### Entries on locating named things
━━━━

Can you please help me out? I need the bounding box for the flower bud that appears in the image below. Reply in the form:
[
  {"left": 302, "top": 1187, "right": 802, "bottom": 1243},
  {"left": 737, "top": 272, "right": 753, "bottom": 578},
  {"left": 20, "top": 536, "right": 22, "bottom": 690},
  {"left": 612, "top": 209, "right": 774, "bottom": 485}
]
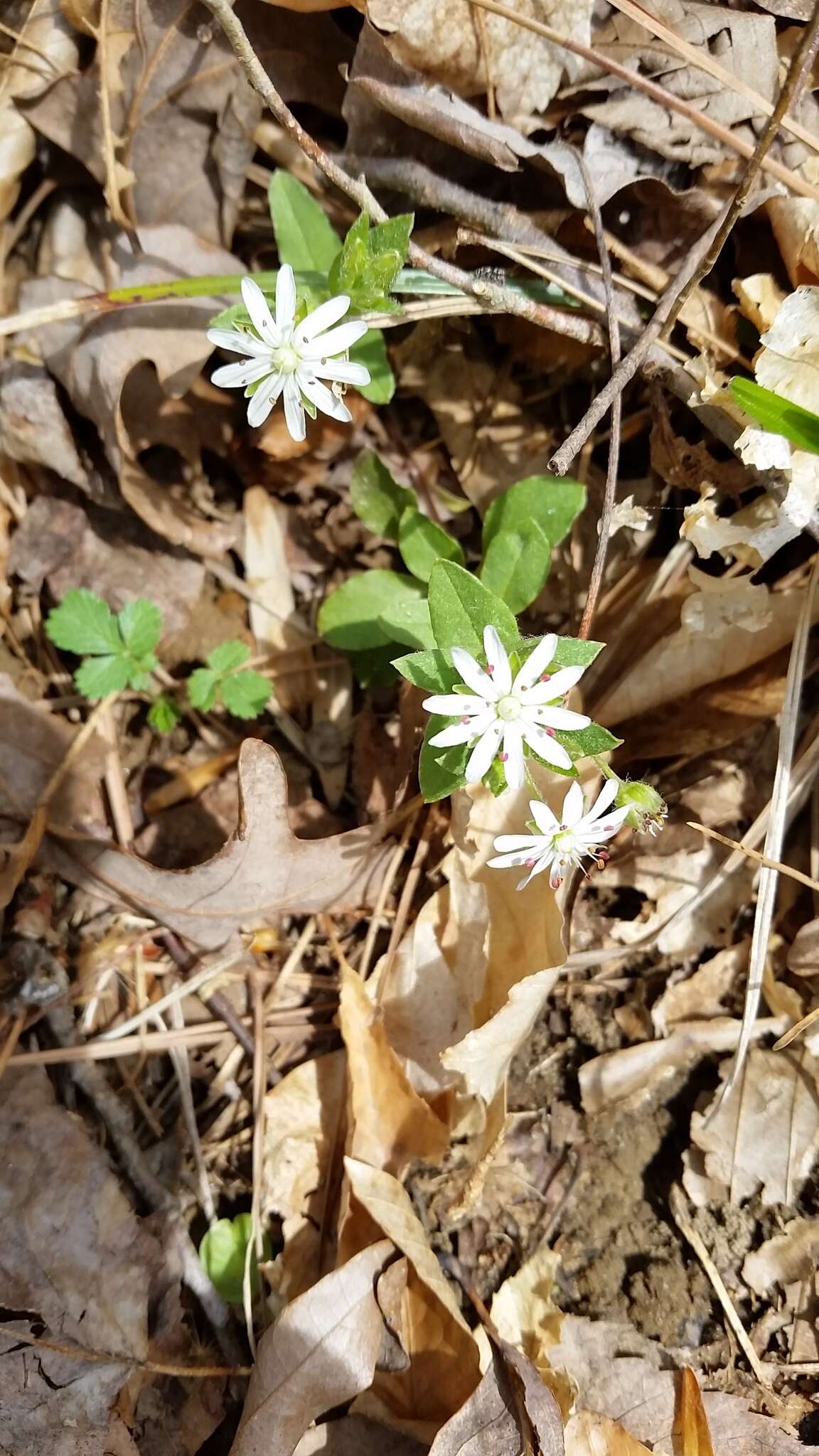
[{"left": 615, "top": 781, "right": 668, "bottom": 835}]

━━━━

### Written instruction
Please put each line of the records above into a Markdown table with the columns Line No. and Content, skipping blank lines and leaving out the pictures.

### Solution to the exercise
| Line No. | Content |
|---|---|
| 1 | Can you please help me out? I need the bounding box for the flower bud that appears in the image below. Reply in the form: |
| 2 | [ |
| 3 |   {"left": 302, "top": 1187, "right": 802, "bottom": 1243}, |
| 4 |   {"left": 737, "top": 272, "right": 753, "bottom": 578}, |
| 5 |   {"left": 20, "top": 536, "right": 22, "bottom": 690}, |
| 6 |   {"left": 612, "top": 209, "right": 774, "bottom": 485} |
| 7 | ] |
| 8 | [{"left": 615, "top": 781, "right": 668, "bottom": 835}] |